INPUT DATA below:
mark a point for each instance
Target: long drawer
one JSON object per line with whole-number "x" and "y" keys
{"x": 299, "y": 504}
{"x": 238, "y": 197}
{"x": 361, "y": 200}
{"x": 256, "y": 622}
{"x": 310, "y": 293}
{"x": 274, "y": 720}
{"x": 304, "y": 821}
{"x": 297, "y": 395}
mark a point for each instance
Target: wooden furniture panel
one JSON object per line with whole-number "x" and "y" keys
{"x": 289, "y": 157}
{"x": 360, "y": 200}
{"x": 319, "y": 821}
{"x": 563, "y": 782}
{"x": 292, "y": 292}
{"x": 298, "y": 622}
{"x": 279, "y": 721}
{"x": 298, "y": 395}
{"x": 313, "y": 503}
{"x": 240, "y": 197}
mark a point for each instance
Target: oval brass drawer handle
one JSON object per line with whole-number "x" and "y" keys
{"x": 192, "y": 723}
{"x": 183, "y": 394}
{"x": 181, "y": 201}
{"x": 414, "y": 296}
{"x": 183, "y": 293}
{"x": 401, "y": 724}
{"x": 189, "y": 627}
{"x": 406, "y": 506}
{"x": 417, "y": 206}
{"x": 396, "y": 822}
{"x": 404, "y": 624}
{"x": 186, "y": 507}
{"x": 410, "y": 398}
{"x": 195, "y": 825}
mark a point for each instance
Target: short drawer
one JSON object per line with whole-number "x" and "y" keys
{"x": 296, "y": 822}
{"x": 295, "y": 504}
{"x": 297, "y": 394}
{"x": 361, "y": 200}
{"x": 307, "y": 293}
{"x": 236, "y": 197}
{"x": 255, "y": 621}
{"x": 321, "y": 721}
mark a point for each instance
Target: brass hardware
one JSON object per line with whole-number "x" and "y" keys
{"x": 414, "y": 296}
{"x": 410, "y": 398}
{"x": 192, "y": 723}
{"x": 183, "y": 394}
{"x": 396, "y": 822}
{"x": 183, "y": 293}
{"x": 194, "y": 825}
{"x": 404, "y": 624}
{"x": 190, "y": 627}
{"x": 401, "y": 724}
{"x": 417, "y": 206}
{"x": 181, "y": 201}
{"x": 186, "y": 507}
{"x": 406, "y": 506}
End of INPUT DATA.
--- WORK REQUIRED ---
Keep to the lines above, from the first one through the line where "Target: brass hardware" appears, and copy them exactly.

--- WRITTEN SOLUTION ---
mark a point for each instance
Target: long drawer
one JSON object per line with whole-number "x" and "y" keys
{"x": 299, "y": 504}
{"x": 238, "y": 197}
{"x": 361, "y": 200}
{"x": 256, "y": 622}
{"x": 310, "y": 293}
{"x": 274, "y": 720}
{"x": 304, "y": 821}
{"x": 297, "y": 395}
mark a point for each instance
Target: wooden furniture panel
one JSON object per line with whole-number "x" and "y" keys
{"x": 289, "y": 157}
{"x": 360, "y": 200}
{"x": 319, "y": 821}
{"x": 563, "y": 782}
{"x": 292, "y": 292}
{"x": 298, "y": 622}
{"x": 279, "y": 721}
{"x": 298, "y": 395}
{"x": 313, "y": 503}
{"x": 240, "y": 197}
mark a point for each instance
Target: oval brass drawer handle
one JSON object per line with whole-number "x" and "y" keys
{"x": 192, "y": 723}
{"x": 183, "y": 394}
{"x": 181, "y": 201}
{"x": 414, "y": 296}
{"x": 183, "y": 293}
{"x": 401, "y": 724}
{"x": 189, "y": 627}
{"x": 406, "y": 506}
{"x": 417, "y": 206}
{"x": 396, "y": 822}
{"x": 404, "y": 624}
{"x": 186, "y": 507}
{"x": 410, "y": 398}
{"x": 195, "y": 825}
mark a point for each instance
Target: short drawer
one JSON object per line with whole-number "x" and "y" keys
{"x": 296, "y": 822}
{"x": 295, "y": 504}
{"x": 297, "y": 394}
{"x": 361, "y": 200}
{"x": 307, "y": 293}
{"x": 236, "y": 197}
{"x": 255, "y": 621}
{"x": 321, "y": 721}
mark a point for each instance
Target: brass hardware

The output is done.